** start of Supplied data **

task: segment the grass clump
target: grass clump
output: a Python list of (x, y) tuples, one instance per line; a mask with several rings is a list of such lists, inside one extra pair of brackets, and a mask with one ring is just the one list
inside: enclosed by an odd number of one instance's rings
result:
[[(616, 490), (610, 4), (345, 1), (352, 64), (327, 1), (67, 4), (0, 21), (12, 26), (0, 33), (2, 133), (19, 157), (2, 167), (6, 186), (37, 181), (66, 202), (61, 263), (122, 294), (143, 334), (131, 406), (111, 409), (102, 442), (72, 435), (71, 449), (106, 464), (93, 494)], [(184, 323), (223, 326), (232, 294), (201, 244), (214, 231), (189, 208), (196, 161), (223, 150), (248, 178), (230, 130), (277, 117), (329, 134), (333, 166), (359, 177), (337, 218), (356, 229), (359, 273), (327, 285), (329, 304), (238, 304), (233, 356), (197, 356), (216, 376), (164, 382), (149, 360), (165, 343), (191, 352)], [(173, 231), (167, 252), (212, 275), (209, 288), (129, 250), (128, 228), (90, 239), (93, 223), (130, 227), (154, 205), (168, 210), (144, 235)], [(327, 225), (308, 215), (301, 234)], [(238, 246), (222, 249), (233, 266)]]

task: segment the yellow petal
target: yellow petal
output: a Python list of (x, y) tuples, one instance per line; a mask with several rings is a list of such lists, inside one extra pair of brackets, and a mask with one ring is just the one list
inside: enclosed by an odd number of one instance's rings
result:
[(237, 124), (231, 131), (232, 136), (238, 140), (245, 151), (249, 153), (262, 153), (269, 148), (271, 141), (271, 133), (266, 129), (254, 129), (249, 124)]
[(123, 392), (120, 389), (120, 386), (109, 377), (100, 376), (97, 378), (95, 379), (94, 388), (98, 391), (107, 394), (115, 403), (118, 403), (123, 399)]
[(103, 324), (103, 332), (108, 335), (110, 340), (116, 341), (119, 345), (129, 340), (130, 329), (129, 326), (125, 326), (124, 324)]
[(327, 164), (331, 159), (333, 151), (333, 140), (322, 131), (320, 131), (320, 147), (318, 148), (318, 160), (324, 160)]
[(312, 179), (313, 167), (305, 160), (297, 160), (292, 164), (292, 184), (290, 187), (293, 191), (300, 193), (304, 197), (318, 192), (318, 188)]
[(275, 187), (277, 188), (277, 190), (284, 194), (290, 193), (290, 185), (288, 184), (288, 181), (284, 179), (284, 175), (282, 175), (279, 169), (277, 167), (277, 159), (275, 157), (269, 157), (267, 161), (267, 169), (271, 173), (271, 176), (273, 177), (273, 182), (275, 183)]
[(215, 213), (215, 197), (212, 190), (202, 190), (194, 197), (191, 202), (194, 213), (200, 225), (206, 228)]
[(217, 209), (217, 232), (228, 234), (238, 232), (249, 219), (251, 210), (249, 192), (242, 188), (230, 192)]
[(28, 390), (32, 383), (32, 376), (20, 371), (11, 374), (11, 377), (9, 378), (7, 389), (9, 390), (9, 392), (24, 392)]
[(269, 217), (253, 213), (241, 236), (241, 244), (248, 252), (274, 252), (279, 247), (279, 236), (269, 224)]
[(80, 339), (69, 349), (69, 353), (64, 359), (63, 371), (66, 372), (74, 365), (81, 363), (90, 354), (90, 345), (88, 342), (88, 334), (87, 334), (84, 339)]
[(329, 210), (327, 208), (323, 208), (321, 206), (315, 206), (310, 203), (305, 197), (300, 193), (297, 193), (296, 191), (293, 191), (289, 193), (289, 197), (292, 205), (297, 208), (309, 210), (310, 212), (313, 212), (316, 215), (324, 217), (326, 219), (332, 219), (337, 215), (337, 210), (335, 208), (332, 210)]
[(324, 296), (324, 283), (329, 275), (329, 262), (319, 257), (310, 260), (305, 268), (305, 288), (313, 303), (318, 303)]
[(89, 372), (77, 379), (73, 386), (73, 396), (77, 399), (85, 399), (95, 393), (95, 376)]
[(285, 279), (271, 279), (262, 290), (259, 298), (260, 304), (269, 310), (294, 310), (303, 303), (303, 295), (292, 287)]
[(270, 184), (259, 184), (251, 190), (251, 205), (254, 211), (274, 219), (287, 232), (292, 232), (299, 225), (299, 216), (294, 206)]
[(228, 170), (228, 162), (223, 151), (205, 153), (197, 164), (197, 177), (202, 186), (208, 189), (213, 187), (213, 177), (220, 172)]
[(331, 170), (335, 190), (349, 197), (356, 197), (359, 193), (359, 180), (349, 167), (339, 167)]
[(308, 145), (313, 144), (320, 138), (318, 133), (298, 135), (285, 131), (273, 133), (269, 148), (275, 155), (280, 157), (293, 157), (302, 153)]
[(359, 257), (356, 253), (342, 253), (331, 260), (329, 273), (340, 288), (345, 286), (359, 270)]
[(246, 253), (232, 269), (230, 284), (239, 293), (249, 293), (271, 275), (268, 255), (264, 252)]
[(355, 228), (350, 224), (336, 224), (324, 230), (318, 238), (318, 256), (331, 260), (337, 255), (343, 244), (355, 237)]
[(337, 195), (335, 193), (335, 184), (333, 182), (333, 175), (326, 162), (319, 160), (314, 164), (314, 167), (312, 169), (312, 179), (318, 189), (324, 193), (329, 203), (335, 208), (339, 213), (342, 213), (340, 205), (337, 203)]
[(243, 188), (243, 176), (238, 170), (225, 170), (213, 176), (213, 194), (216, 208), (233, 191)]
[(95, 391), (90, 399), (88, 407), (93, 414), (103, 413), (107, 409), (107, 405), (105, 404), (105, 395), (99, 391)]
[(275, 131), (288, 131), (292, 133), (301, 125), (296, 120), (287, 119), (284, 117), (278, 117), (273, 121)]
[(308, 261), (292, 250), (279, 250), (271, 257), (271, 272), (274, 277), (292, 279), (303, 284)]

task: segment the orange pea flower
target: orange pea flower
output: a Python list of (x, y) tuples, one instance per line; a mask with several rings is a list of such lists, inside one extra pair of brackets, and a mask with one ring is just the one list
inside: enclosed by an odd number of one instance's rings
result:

** end of Supplied data **

Brief —
Copy all of the data above word for word, leaving nothing out and changing nothing.

Full response —
task: segment the grass clump
target: grass clump
output: a Python list of (x, y) tuples, one instance per line; a mask with several rings is a list of such lists, inside one extra pair of brackets, and a mask with one ring is just the one list
inside: enclosed by an odd number of one instance's rings
result:
[[(616, 490), (610, 4), (345, 1), (352, 64), (327, 1), (67, 4), (0, 21), (12, 26), (0, 33), (2, 133), (19, 157), (2, 167), (6, 186), (37, 181), (66, 202), (61, 263), (122, 294), (143, 334), (131, 406), (111, 409), (102, 442), (72, 435), (71, 449), (106, 464), (93, 494)], [(184, 323), (223, 326), (232, 294), (201, 244), (214, 231), (189, 208), (196, 161), (223, 150), (248, 178), (230, 130), (277, 117), (329, 134), (333, 166), (359, 177), (337, 218), (356, 229), (359, 273), (327, 285), (329, 304), (238, 304), (233, 356), (197, 356), (216, 376), (164, 382), (149, 360), (165, 343), (191, 352)], [(173, 231), (167, 252), (212, 275), (209, 288), (129, 250), (128, 228), (90, 239), (93, 223), (130, 227), (154, 205), (168, 210), (144, 235)], [(327, 225), (308, 215), (301, 234)], [(238, 246), (222, 249), (233, 266)]]

task: segment the yellow petal
target: yellow petal
output: a Python list of (x, y) tuples, one instance per line; a mask with several rings is a list of such lists, inside one extra pair of brackets, and a mask with one ring is just the one list
inside: enclosed by an odd number of one instance's rings
result:
[(237, 124), (231, 131), (232, 136), (238, 140), (245, 151), (249, 153), (262, 153), (269, 148), (271, 141), (271, 133), (266, 129), (254, 129), (249, 124)]
[(123, 392), (120, 389), (120, 386), (109, 377), (100, 376), (97, 378), (95, 379), (94, 388), (98, 391), (107, 394), (115, 403), (118, 403), (123, 399)]
[(103, 324), (103, 332), (108, 335), (110, 340), (116, 341), (119, 345), (129, 340), (130, 329), (129, 326), (125, 326), (124, 324)]
[(327, 164), (331, 159), (333, 151), (333, 140), (322, 131), (320, 131), (320, 147), (318, 148), (318, 160), (324, 160)]
[(312, 179), (313, 167), (305, 160), (297, 160), (292, 164), (292, 184), (290, 187), (293, 191), (300, 193), (304, 197), (318, 192), (318, 188)]
[(275, 187), (277, 188), (277, 190), (284, 194), (290, 193), (290, 185), (288, 184), (288, 181), (284, 179), (284, 175), (282, 175), (279, 169), (277, 167), (277, 159), (275, 157), (269, 157), (267, 161), (267, 169), (271, 173), (271, 176), (273, 177), (273, 182), (275, 183)]
[(215, 213), (215, 197), (212, 190), (202, 190), (194, 197), (191, 202), (194, 213), (200, 225), (206, 228)]
[(217, 209), (217, 232), (228, 234), (238, 232), (249, 219), (251, 210), (249, 192), (242, 188), (230, 192)]
[(28, 390), (32, 383), (32, 376), (20, 371), (11, 374), (11, 377), (9, 378), (7, 389), (9, 390), (9, 392), (24, 392)]
[(269, 217), (253, 213), (241, 236), (241, 244), (248, 252), (274, 252), (279, 247), (279, 236), (269, 224)]
[(80, 339), (69, 349), (69, 353), (64, 359), (63, 371), (66, 372), (74, 365), (81, 363), (90, 354), (90, 345), (88, 342), (88, 334), (87, 334), (84, 339)]
[(329, 210), (327, 208), (323, 208), (321, 206), (315, 206), (310, 203), (305, 197), (300, 193), (297, 193), (296, 191), (293, 191), (289, 193), (289, 197), (292, 205), (297, 208), (309, 210), (310, 212), (313, 212), (316, 215), (324, 217), (326, 219), (332, 219), (337, 215), (337, 210), (335, 208), (332, 210)]
[(324, 296), (324, 283), (329, 275), (329, 262), (319, 257), (310, 260), (305, 268), (305, 288), (313, 303), (318, 303)]
[(89, 372), (77, 379), (73, 386), (73, 396), (77, 399), (85, 399), (95, 393), (95, 376)]
[(285, 279), (271, 279), (262, 290), (259, 298), (260, 304), (269, 310), (294, 310), (303, 303), (303, 295), (292, 287)]
[(270, 184), (259, 184), (251, 190), (251, 205), (254, 211), (274, 219), (287, 232), (292, 232), (299, 225), (299, 216), (294, 206)]
[(228, 170), (228, 162), (223, 151), (205, 153), (197, 164), (197, 177), (202, 186), (208, 189), (213, 187), (213, 177), (220, 172)]
[(331, 170), (335, 190), (349, 197), (356, 197), (359, 193), (359, 180), (349, 167), (339, 167)]
[(308, 145), (313, 144), (320, 138), (318, 133), (298, 135), (285, 131), (273, 133), (269, 148), (275, 155), (280, 157), (293, 157), (302, 153)]
[(359, 257), (356, 253), (342, 253), (331, 260), (329, 273), (340, 288), (345, 286), (359, 270)]
[(246, 253), (232, 269), (230, 284), (239, 293), (249, 293), (271, 275), (268, 255), (264, 252)]
[(355, 228), (350, 224), (336, 224), (324, 230), (318, 238), (318, 256), (331, 260), (337, 255), (343, 244), (355, 237)]
[(337, 195), (335, 193), (335, 184), (333, 182), (333, 175), (326, 162), (319, 160), (314, 164), (314, 167), (312, 169), (312, 179), (318, 189), (324, 193), (329, 203), (335, 208), (339, 213), (342, 213), (340, 205), (337, 203)]
[(243, 188), (243, 176), (238, 170), (225, 170), (213, 176), (213, 194), (216, 208), (233, 191)]
[(95, 391), (90, 399), (88, 407), (93, 414), (103, 413), (107, 409), (107, 405), (105, 404), (105, 395), (99, 391)]
[(275, 131), (288, 131), (292, 133), (301, 125), (296, 120), (287, 119), (284, 117), (278, 117), (273, 121)]
[(308, 261), (292, 250), (279, 250), (271, 257), (271, 272), (274, 277), (292, 279), (303, 284)]

task: segment the orange pea flower
target: orange pea flower
output: a Python list of (x, y) tuples, one instance per line; a mask with several rings is a list of such lists, inside one extra pair of brackets, and a mask with one ring is just the one list
inside: enclosed by an odd number of one instance's rings
result:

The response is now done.